------ Excerto para leitura

É então que, em 1963, um violento incêndio quase destruiu o oitavo navio de guerra mais antigo do mundo, tendo-se perdido todo o seu recheio: documentação, desenhos, livros de bordo com as assinaturas dos passageiros mais ilustres que por lá passaram, entre muitas outras relíquias. "A fragata ficou em muito mau estado e foi rebocada para o «Mar da Palha», onde ficou 30 anos, encalhada e adornada sobre bombordo. Durante essa época foi-se degradando ainda mais, não só por acção do tempo mas também por acção das pessoas que iam lá buscar madeira (a teca, que é uma madeira muito cara e muito boa), e o navio foi sendo delapidado aos poucos", explica Francisco Salvado, o engenheiro do Arsenal do Alfeite responsável pela gestão do projecto da Fragata D. Fernando. E tudo aquilo que não se perdeu no incêndio — armamento e instrumentos náuticos — perdeu-se nesta altura.
Só em 1991, e depois de muitas "guerras" entre as partes envolvidas no processo, a marinha e o governo optaram pela recuperação do navio. Um projecto que só foi viável com o apoio de mecenas.
 
Mergulho no passado
O navio teve de ser desencalhado. Isso foi uma manobra feita pelo Arsenal. Com o auxílio de mergulhadores retirou-se todo o lastro que estava lá dentro — cerca de 300 toneladas de areia e lodo. Tivemos de dragar um canal até ao Alfeite, para que o navio pudesse ir a reboque. Depois foi construída uma série de flutuadores em fibra de vidro, que deram impulsão suficiente para que o navio descolasse do fundo. Com grande esforço, lá se conseguiu trazê-lo para aqui", recorda Francisco Salvado.

------------

Tarefas a realizar.
a. Responda às perguntas seguintes sobre o texto da Fragata D. Fernando:
(i) Em que ano um incêndio quase destruiu o navio?
(ii) Durante quantos anos ficou a fragata encalhada no «Mar da Palha»?
(iii) Quanto lastro foi retirado de dentro do navio com o auxílio de mergulhadores?
b. Reescreva o trecho do texto da Fragata D. Fernando que vai de "Só em 1991, e" até "recorda Francisco Salvado.", substituindo "navio" por "barco".
c. Escreva a continuação do texto da Fragata D. Fernando, a começar depois da última frase apresentada.

------ Dados fornecidos

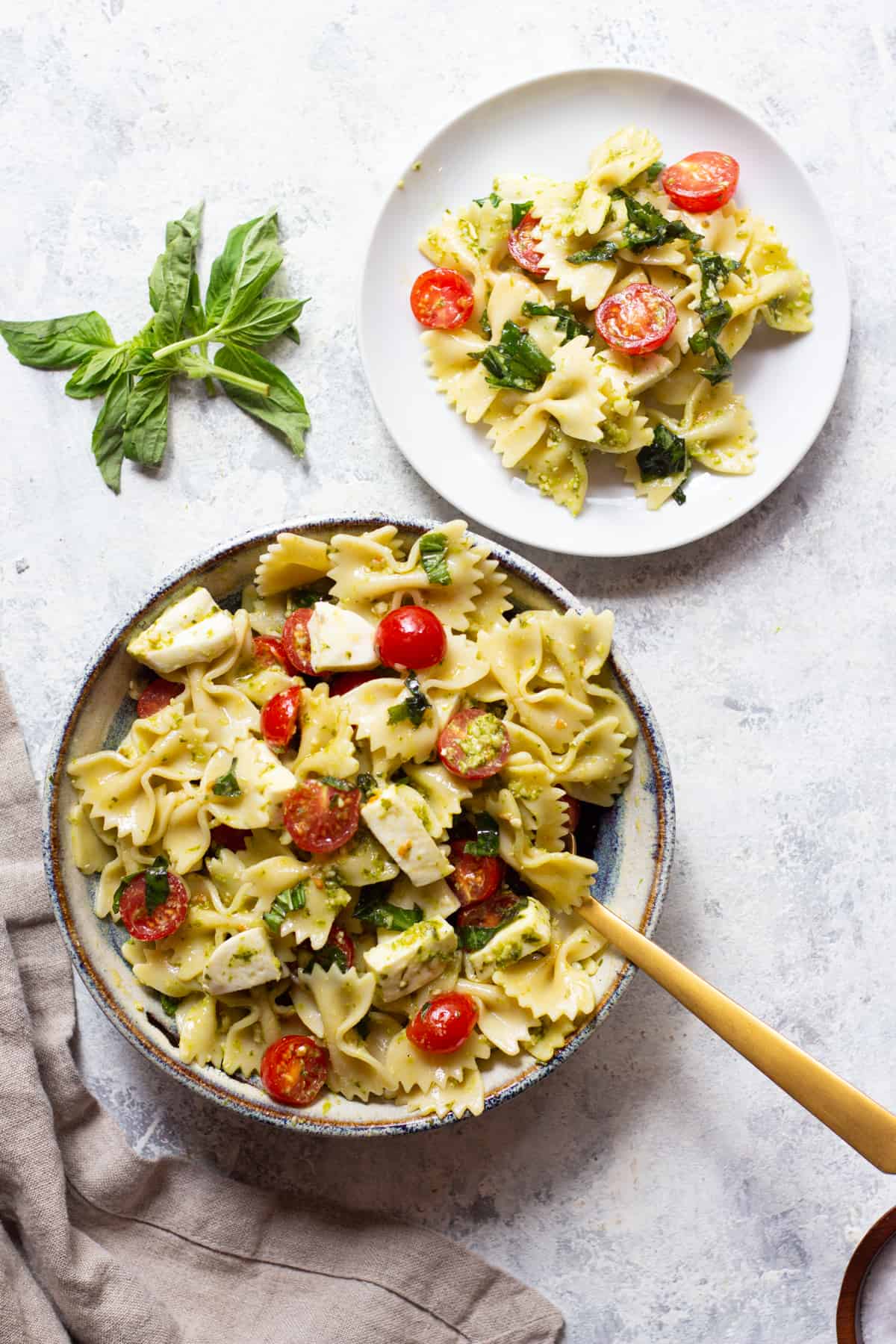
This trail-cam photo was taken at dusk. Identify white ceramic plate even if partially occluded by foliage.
[358,70,849,556]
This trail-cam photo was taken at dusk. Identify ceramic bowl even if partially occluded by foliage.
[44,514,674,1137]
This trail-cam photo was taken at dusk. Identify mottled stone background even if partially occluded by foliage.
[0,0,896,1344]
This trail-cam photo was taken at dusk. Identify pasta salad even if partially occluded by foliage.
[69,521,637,1116]
[411,126,812,514]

------------

Respostas escritas.
a.
(i) Em 1963.
(ii) Durante 30 anos.
(iii) Cerca de 300 toneladas de areia e lodo.

b.
Só em 1991, e depois de muitas "guerras" entre as partes envolvidas no processo, a marinha e o governo optaram pela recuperação do barco. Um projecto que só foi viável com o apoio de mecenas.
 
Mergulho no passado
O barco teve de ser desencalhado. Isso foi uma manobra feita pelo Arsenal. Com o auxílio de mergulhadores retirou-se todo o lastro que estava lá dentro — cerca de 300 toneladas de areia e lodo. Tivemos de dragar um canal até ao Alfeite, para que o barco pudesse ir a reboque. Depois foi construída uma série de flutuadores em fibra de vidro, que deram impulsão suficiente para que o barco descolasse do fundo. Com grande esforço, lá se conseguiu trazê-lo para aqui", recorda Francisco Salvado.

c.
O passo seguinte foi desmantelar o navio e reconstruí-lo em Aveiro, na Ria-Marine. Da fragata original ficou toda a parte do fundo, uma vez que conseguiram recuperar essa madeira e o cobre que a forrava, sendo depois reconstruída em cambala por cima desta parte antiga. "Ao todo, aplicaram-se na sua reconstrução cerca de 900 toneladas de madeira — o que equivale a cerca de três mil toneladas, uma vez que o aproveitamento da madeira é da ordem de um terço —, e 25 toneladas de pregos. Só para fixar o forro de cobre foram necessários 140 mil pregos, todos feitos à mão. Na coberta, os pavimentos foram calafetados com a técnica tradicional que se usava naquela altura: estopa e breu. Nos de cima, como vão estar mais expostos ao tempo e vão ser mais visitados, foram utilizadas técnicas modernas, explica o responsável pelo restauro da fragata.
No ano passado a fragata pôde finalmente voltar a navegar e regressar ao Tejo. Foi reflutuada e rebocada até Lisboa, onde recebeu os últimos acabamentos no Arsenal do Alfeite: o apetrechamento interno, a colocação dos mastros, do aparelho bélico, do mobiliário e de uma série de pequenos pormenores.
Hoje, entrar na fragata D. Fernando é o mesmo que recuar cem anos na história e ver como era a vida no mar em 1850. Desde o paiol dos espíritos, onde se guardavam as bebidas alcoólicas para o tratamento de doentes, ao paiol dos víveres e dos frescos, passando pelos do carpinteiro, do mestre, das bagagens dos oficiais, do velame e da pólvora, e a camarinha do comandante, os camarotes do cirurgião e do navegador e a botica, tudo foi reconstruído como tinha sido criado no século XIX, e decorado com peças da época.
Nada foi deixado ao acaso. Exemplos disso são a botica, onde se podem encontrar os livros de medicina da época e frascos antigos para guardar os medicamentos, e o paiol da pólvora, que foi construído seguindo os mesmos moldes do século passado.
Pronta para voltar a navegar, a D. Fernando está agora condenada a pequenos trânsitos. Os marinheiros de hoje exigem um mínimo de conforto e, isso, a fragata não pode oferecer. Ou perderia todo o encanto dos navios de outrora.